(begin)

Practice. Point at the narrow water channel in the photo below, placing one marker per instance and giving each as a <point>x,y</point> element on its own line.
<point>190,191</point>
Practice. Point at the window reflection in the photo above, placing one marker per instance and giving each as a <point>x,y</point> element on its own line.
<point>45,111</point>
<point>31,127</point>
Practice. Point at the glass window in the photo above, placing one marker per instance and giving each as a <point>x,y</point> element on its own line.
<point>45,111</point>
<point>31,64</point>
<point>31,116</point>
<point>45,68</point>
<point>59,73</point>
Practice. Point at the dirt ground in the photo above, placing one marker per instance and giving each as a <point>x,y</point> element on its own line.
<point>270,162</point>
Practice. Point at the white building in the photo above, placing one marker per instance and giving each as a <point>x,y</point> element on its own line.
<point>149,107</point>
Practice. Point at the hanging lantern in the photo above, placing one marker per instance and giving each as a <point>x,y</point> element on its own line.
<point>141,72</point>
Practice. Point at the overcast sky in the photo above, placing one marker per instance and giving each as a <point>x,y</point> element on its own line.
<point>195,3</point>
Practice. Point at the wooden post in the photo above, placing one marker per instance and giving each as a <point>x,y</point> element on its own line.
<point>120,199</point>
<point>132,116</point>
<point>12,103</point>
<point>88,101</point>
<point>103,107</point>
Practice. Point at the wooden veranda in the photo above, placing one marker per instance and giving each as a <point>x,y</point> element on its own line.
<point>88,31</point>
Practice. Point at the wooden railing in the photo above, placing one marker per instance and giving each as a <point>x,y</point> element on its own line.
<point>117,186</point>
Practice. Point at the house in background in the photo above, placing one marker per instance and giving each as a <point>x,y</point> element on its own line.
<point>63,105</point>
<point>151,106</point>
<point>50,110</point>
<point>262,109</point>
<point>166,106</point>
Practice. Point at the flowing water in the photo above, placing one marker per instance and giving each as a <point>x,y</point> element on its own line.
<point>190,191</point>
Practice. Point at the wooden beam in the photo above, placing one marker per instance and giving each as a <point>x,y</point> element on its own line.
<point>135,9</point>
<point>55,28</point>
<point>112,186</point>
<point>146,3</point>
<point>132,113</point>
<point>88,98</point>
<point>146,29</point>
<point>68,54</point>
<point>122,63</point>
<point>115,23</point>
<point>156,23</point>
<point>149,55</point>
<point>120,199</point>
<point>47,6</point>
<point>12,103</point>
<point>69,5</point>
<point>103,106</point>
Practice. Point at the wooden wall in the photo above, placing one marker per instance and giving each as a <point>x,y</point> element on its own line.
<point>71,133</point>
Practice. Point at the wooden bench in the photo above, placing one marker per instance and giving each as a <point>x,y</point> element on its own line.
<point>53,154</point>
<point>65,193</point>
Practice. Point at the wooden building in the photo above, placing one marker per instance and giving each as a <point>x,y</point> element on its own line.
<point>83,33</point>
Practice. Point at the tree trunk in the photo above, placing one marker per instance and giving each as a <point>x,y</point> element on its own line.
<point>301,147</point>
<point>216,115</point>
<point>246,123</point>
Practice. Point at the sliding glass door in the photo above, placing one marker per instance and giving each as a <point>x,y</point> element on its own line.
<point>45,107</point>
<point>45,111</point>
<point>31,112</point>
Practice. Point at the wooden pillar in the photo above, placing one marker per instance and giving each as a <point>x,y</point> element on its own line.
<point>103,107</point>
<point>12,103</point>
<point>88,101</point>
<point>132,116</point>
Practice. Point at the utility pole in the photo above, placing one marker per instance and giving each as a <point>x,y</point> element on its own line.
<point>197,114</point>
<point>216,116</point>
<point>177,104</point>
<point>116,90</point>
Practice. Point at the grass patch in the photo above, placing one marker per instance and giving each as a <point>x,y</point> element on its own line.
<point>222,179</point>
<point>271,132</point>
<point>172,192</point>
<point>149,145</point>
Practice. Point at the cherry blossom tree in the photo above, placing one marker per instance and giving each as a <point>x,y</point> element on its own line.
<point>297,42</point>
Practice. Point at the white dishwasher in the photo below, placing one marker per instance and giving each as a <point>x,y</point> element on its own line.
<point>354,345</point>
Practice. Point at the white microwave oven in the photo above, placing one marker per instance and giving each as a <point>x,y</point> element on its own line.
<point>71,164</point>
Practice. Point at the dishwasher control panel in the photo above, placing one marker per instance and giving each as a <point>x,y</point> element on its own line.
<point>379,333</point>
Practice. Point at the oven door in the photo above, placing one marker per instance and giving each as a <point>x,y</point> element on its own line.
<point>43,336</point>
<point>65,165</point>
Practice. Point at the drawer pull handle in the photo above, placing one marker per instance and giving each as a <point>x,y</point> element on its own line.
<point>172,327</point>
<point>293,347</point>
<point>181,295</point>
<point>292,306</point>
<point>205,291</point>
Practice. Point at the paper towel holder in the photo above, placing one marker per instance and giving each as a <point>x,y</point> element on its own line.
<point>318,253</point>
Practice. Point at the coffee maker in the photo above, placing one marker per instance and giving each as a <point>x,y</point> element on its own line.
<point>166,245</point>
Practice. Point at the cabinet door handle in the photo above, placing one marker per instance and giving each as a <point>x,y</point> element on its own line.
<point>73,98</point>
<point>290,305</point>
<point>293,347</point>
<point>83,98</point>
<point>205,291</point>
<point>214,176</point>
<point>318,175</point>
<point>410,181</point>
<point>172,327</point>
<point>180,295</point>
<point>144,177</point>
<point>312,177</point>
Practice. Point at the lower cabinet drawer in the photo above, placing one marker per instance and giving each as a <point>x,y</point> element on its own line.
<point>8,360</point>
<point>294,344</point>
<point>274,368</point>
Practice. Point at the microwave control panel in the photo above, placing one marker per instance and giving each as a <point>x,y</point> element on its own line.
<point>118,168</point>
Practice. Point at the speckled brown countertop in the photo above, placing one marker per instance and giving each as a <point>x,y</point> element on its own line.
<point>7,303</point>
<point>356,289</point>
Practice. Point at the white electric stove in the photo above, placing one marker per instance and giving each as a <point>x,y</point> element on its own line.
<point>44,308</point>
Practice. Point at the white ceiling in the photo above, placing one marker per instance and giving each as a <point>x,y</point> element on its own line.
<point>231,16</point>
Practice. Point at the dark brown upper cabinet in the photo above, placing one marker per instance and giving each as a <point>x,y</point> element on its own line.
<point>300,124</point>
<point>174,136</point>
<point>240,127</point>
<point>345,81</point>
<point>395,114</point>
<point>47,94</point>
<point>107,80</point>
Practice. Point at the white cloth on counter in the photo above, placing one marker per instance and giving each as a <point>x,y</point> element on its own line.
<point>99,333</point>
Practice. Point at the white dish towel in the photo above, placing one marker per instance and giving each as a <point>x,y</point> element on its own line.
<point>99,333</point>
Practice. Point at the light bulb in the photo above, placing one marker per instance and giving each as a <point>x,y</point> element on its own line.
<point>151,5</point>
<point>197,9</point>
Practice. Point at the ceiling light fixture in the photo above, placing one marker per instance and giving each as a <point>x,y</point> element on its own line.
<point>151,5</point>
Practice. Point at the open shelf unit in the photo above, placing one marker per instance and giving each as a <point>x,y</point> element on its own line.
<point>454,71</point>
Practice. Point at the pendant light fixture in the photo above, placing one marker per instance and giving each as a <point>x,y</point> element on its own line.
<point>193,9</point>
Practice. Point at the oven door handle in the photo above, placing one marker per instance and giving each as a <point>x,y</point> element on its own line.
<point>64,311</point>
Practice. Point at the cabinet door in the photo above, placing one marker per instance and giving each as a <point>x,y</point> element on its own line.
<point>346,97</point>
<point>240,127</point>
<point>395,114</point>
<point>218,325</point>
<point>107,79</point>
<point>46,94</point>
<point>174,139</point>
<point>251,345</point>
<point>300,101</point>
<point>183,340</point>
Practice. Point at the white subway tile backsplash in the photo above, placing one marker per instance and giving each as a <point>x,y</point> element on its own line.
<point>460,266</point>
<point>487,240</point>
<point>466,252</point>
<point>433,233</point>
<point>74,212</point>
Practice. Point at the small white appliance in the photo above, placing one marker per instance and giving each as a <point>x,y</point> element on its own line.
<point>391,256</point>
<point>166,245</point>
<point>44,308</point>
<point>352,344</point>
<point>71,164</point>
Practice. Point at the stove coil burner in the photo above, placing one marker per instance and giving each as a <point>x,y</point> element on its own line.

(end)

§ **Required work**: Copy the items from the line containing "Practice. Point at the glass" through the line containing "<point>195,3</point>", putting "dot" in place of "marker" and keeping everything else the same.

§ **Final result**:
Practice. Point at the glass window in the photo above, placing one dot per instance and giving each as a <point>x,y</point> element on its own line.
<point>45,111</point>
<point>31,64</point>
<point>31,116</point>
<point>45,68</point>
<point>59,73</point>
Practice. Point at the dirt ground in the photo above, placing one dot per instance and giving each as a <point>x,y</point> element on its own line.
<point>270,162</point>
Practice. Point at the white building in the photo above, placing one dot per instance and giving each as a <point>x,y</point> element on its own line.
<point>149,107</point>
Practice. Point at the hanging lantern in the photo above, placing one dot per instance and giving each as a <point>x,y</point> element on its own line.
<point>141,72</point>
Practice. Point at the overcast sky in the photo above, placing one dot per instance and giving each as a <point>x,y</point> element on its own line.
<point>195,3</point>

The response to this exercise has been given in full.